START Information supplied

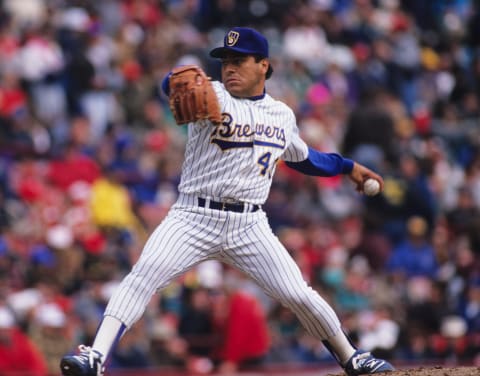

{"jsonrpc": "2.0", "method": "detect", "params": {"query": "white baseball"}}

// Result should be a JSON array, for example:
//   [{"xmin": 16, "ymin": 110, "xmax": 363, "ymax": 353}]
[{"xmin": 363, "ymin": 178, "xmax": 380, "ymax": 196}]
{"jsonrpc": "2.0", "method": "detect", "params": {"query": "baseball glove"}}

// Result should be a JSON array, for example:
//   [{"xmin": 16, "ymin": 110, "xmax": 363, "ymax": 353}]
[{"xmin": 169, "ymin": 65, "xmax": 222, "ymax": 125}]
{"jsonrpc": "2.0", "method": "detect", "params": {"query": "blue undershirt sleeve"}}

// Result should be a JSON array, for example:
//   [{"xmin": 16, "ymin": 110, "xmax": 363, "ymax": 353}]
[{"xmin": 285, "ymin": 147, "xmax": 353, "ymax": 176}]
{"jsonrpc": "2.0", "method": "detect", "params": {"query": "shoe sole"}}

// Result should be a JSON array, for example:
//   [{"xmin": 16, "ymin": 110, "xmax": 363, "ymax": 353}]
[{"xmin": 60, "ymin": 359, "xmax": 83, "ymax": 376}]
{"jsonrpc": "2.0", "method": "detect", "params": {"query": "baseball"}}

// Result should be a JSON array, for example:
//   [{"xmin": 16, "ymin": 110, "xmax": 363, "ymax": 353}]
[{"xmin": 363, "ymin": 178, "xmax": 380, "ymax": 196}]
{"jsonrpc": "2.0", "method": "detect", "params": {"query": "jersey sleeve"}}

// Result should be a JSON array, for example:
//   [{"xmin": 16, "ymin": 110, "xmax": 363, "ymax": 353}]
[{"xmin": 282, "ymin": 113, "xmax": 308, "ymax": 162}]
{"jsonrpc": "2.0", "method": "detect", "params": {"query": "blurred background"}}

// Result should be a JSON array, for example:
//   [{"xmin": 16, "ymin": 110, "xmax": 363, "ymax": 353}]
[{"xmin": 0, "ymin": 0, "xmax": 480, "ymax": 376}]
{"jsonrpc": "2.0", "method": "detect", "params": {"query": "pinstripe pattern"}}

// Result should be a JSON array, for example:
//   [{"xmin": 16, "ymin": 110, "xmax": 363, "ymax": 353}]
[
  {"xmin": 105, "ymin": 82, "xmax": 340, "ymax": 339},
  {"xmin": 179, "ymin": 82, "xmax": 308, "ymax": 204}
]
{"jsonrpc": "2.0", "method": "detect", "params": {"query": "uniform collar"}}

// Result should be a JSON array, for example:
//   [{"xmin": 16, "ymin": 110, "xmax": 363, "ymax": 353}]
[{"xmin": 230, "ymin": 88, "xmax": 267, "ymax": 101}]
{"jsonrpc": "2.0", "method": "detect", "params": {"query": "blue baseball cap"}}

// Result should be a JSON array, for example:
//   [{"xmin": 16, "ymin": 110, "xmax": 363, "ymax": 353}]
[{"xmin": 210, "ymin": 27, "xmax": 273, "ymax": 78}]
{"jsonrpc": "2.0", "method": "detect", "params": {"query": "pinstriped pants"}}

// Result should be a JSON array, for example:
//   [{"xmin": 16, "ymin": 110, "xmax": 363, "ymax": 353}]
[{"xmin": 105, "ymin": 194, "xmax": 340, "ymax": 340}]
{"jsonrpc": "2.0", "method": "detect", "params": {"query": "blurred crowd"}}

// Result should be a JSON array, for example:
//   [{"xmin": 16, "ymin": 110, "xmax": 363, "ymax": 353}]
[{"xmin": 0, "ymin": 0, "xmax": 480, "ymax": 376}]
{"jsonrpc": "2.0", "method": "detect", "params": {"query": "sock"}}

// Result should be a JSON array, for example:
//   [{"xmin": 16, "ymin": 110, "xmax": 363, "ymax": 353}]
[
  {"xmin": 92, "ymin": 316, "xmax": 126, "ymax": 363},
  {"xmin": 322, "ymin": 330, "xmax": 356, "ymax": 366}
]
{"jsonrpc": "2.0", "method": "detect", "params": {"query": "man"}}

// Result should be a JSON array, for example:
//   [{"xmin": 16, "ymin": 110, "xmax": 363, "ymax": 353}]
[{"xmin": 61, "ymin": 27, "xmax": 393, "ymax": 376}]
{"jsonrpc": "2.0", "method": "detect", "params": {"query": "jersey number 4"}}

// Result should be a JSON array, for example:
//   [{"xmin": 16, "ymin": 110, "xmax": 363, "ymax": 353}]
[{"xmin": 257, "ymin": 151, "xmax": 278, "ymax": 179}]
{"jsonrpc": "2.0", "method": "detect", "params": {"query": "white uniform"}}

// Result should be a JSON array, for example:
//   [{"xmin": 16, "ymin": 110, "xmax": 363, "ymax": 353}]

END Information supplied

## Short task
Tally the lines in the data above that contain the string "baseball". Reply with the number alone.

## Response
4